• [DOCUMENT SEGMENT]:

Improving efficiency of the node location store

Open lonvia opened this issue 4 months ago • 1 comments

The node location store currently has a very simple array structure which makes it easy to use and and very fast to access. The downside is that it needs nearly 100GB storage, no matter if you are importing a planet or just a small extract. We need a data structure that better compresses the data and works well for full planets and extracts alike.

Aug 22 '25 18:08 lonvia

(copied from https://github.com/osm2pgsql-dev/osm2pgsql/issues/1466#issuecomment-2882929246)

Here are some additional considerations regarding memory efficiency for the node location store:

The current RAM middle implements the node location store roughly as this: Locations are stored in blocks of 32 nodes. Inside each block the ids of nodes and the x and y coordinates are stored delta encoded and using varints. Overall we need about 8 to 9 bytes per stored node for this, for larger files (planet) it is a bit less, for smaller files a bit more.

This doesn't look that great. The naive implementation (which we use for the on disk flat node files) uses 8 bytes x the highest node id. So for the planet file we are really close to that. Of course for smaller files the RAM middle is much more efficient because it only needs the 8 bytes for actually stored nodes and does not depend on the highest node id.

Can we find a more efficient encoding than the delta/varint encoding? What makes the delta/varint work reasonably well is that we have runs of nodes that are really close to each other, because they were created together for OSM ways. But they are not that close either, so varint might not be the best encoding. And we don't always have these runs of close nodes. And varint encoding for essentially random numbers does not work well.

Point annotation dataset records:
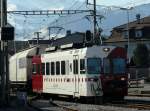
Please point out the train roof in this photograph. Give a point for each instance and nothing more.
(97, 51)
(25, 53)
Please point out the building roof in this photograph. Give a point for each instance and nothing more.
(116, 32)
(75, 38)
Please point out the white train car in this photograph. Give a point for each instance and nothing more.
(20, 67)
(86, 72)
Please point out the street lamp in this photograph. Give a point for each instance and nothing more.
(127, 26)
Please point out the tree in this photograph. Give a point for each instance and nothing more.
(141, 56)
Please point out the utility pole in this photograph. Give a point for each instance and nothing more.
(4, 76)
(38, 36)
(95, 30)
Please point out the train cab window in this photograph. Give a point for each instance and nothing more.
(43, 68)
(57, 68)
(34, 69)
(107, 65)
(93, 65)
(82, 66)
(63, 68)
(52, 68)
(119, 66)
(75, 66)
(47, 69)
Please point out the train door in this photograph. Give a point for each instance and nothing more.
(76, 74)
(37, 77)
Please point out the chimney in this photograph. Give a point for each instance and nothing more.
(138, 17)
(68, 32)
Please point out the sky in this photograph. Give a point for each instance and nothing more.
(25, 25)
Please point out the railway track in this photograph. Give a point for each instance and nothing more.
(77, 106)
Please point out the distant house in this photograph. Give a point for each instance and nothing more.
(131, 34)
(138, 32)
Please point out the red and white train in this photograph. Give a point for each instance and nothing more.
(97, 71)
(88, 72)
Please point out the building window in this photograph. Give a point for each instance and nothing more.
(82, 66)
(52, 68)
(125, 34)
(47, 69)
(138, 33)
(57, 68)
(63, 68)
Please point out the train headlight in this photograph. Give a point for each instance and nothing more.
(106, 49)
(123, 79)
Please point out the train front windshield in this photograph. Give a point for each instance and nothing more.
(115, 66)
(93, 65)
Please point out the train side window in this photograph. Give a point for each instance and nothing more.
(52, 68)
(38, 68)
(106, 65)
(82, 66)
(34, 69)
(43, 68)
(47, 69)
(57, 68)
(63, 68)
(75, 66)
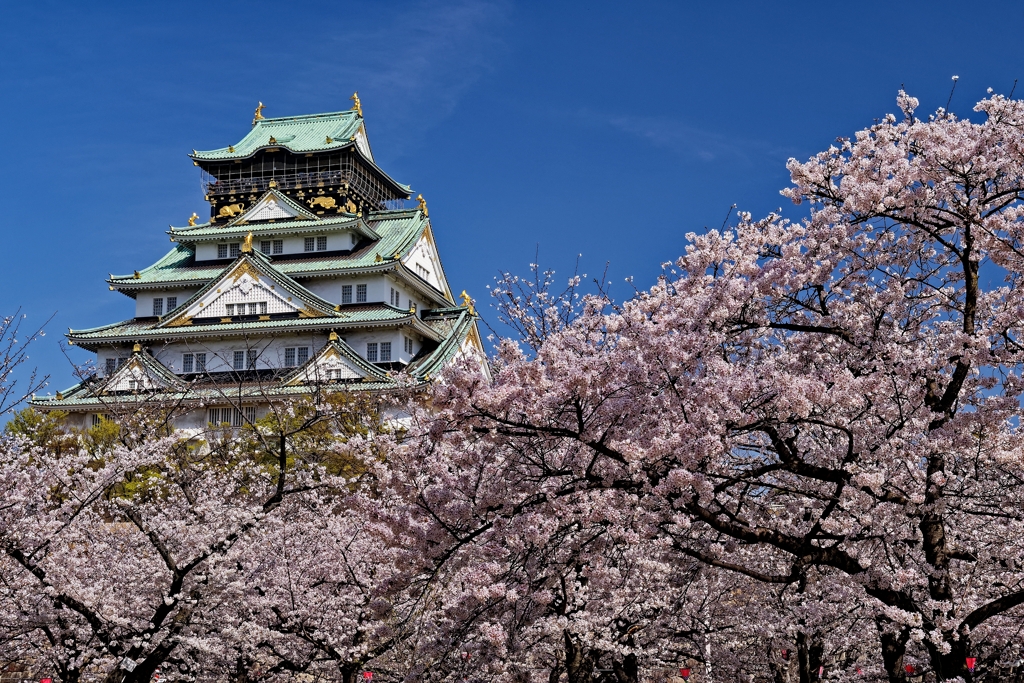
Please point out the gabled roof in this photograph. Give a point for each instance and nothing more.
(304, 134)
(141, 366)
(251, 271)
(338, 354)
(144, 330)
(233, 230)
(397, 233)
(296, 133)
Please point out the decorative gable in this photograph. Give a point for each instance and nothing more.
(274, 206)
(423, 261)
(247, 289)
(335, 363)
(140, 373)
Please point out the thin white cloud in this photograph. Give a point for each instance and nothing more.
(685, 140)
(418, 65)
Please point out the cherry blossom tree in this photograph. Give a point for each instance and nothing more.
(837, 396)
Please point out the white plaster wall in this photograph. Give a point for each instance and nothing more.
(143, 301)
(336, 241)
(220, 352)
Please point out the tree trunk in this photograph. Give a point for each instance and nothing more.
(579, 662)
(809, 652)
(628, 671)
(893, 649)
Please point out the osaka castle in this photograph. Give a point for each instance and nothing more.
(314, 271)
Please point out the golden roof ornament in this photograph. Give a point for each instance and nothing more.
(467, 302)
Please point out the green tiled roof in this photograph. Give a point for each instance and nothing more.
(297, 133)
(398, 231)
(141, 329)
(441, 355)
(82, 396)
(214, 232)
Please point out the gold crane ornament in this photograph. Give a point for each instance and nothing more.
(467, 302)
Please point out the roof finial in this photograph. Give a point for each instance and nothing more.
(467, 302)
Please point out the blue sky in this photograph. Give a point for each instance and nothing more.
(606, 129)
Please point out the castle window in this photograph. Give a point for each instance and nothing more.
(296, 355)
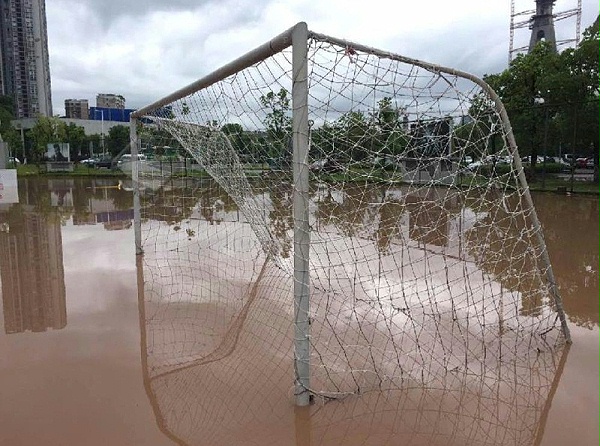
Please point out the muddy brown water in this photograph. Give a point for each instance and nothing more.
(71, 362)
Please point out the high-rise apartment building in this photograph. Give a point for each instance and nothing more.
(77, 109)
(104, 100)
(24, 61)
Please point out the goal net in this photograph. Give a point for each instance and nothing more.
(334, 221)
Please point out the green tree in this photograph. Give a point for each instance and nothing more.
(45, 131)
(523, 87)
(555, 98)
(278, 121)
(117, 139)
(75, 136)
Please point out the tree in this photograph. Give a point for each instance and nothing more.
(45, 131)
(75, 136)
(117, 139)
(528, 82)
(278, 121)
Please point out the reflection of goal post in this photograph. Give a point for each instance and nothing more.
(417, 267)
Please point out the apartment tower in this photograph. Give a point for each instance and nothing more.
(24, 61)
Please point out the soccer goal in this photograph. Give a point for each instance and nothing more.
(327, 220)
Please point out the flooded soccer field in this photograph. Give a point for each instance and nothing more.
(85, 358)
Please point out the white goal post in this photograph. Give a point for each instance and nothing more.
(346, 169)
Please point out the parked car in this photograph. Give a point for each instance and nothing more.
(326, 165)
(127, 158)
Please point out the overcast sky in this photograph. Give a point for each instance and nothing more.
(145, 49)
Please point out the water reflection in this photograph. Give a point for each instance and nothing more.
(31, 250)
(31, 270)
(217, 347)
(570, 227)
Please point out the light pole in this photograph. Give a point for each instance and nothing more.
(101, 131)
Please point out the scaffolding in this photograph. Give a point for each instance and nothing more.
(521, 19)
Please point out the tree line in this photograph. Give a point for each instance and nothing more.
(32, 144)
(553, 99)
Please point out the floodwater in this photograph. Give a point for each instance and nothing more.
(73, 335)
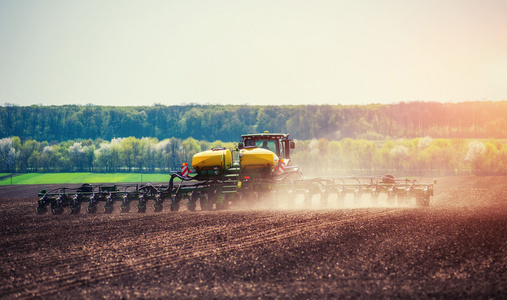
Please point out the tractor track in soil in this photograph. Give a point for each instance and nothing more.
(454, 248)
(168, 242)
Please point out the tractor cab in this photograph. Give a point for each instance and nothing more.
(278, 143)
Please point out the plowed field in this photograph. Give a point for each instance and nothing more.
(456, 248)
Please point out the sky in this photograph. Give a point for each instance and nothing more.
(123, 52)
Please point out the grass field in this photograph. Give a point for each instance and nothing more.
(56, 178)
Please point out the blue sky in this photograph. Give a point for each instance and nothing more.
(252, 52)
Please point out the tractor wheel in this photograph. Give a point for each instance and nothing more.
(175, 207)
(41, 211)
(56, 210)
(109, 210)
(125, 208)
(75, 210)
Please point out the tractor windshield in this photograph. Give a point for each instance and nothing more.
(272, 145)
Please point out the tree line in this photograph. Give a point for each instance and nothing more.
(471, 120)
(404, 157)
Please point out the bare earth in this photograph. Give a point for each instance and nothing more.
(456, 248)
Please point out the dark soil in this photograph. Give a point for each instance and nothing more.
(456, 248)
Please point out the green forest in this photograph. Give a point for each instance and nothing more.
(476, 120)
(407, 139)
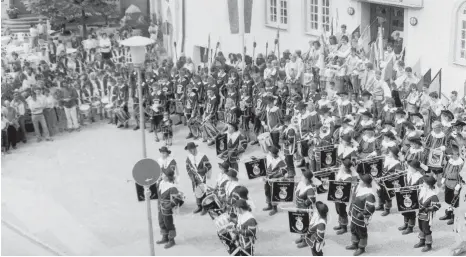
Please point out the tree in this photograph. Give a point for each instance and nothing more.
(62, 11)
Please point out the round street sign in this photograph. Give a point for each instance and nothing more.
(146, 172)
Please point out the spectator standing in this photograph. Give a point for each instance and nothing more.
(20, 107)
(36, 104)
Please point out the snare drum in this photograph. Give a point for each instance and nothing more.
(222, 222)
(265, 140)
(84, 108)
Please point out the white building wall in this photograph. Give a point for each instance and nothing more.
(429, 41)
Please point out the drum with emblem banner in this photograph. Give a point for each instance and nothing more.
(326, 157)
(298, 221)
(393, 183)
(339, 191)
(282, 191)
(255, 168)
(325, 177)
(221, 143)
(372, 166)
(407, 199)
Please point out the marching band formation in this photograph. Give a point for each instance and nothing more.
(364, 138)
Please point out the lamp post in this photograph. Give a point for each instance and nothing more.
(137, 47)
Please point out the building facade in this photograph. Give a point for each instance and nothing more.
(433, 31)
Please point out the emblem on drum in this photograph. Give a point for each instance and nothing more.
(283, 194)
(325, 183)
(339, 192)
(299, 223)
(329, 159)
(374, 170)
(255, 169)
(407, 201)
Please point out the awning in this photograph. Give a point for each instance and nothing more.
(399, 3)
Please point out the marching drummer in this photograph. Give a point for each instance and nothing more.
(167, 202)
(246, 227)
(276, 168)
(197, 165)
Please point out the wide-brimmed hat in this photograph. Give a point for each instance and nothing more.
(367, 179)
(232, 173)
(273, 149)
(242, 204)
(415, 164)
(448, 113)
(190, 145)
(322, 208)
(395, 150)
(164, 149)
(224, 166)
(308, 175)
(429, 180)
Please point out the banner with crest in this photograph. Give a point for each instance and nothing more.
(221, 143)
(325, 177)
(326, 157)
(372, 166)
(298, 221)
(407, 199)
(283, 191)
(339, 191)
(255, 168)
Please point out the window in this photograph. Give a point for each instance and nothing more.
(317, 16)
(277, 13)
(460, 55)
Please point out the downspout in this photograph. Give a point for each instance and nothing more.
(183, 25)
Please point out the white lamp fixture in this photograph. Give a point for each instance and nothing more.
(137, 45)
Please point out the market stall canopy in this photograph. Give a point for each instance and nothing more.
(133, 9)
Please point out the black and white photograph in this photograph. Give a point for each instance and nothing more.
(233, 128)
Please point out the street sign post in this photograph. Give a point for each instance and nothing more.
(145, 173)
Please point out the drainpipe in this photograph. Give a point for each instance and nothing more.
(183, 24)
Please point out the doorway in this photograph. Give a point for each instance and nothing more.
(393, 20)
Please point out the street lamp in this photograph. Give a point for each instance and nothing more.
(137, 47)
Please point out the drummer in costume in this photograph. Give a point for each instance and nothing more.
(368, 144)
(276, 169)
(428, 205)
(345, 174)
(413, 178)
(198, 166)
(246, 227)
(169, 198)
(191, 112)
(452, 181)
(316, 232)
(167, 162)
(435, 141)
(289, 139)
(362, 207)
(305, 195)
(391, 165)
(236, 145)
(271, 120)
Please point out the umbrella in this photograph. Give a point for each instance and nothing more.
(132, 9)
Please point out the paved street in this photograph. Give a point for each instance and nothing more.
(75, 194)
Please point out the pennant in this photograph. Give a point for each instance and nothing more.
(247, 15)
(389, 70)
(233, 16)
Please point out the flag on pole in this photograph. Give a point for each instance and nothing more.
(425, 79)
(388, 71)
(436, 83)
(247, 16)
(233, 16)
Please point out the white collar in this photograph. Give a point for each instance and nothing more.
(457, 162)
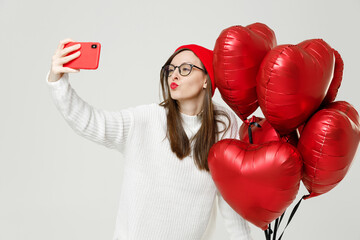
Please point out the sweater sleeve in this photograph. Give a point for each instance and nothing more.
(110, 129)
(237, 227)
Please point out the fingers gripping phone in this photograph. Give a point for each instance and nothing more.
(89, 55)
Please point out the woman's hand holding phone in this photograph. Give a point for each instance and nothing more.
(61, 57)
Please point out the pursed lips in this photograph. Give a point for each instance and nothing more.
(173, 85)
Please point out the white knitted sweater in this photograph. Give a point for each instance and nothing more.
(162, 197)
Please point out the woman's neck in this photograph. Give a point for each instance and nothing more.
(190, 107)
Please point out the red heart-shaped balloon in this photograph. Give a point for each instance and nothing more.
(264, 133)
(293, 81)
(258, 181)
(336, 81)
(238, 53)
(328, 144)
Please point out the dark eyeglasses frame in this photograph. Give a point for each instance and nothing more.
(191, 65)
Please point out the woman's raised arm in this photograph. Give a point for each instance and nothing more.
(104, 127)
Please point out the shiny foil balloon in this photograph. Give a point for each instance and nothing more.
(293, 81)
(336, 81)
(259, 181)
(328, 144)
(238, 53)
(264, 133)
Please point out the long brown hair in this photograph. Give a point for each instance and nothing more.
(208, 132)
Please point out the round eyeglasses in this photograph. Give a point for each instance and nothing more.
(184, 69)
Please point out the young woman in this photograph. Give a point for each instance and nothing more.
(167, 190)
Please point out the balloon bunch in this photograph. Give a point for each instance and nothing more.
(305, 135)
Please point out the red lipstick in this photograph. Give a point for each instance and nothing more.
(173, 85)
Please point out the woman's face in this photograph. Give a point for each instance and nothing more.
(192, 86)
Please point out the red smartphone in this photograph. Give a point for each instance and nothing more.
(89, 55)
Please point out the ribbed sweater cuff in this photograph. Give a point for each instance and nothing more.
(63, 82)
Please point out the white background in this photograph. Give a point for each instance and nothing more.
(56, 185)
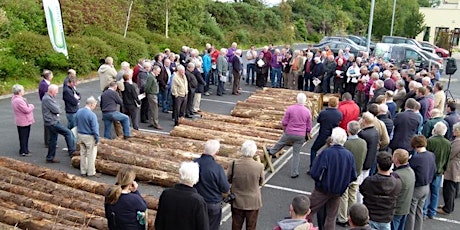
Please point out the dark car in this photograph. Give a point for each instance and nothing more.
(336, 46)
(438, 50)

• [STATED EXERCISE 1]: In the node location store issue, how many nodes does the current RAM middle store in each block?
• [STATED EXERCISE 2]: Translate this sentence from the node location store issue into Spanish: "And varint encoding for essentially random numbers does not work well."
• [STATED EXERCISE 3]: Continue the node location store issue, picking up after its last sentence.

• [OUTPUT 1]: 32 nodes.

• [OUTPUT 2]: Y la codificación varint para números esencialmente aleatorios no funciona bien.

• [OUTPUT 3]:
We should explore other encoding options. One possible idea is to encode the x and y coordinates together, interleaving the bits from the x and y coordinates, like the index in the main OSM database does it. Then we can store the higher order bits that are the same for all (or many) of the nodes in a block separately from the lower order bits. This could be done either with a fixed or a dynamic separation between those higher/lower order bits. Some back-of-the-envelope calculation shows that this might save some space, but we'd need to implement it to see whether that's the case with actual data.

We could also have different implementations for the blocks depending on the node locations. For each block the most efficient encoding could be chosen, similar to how compression engines sometimes work. Of course this adds more fixed overhead to store that information...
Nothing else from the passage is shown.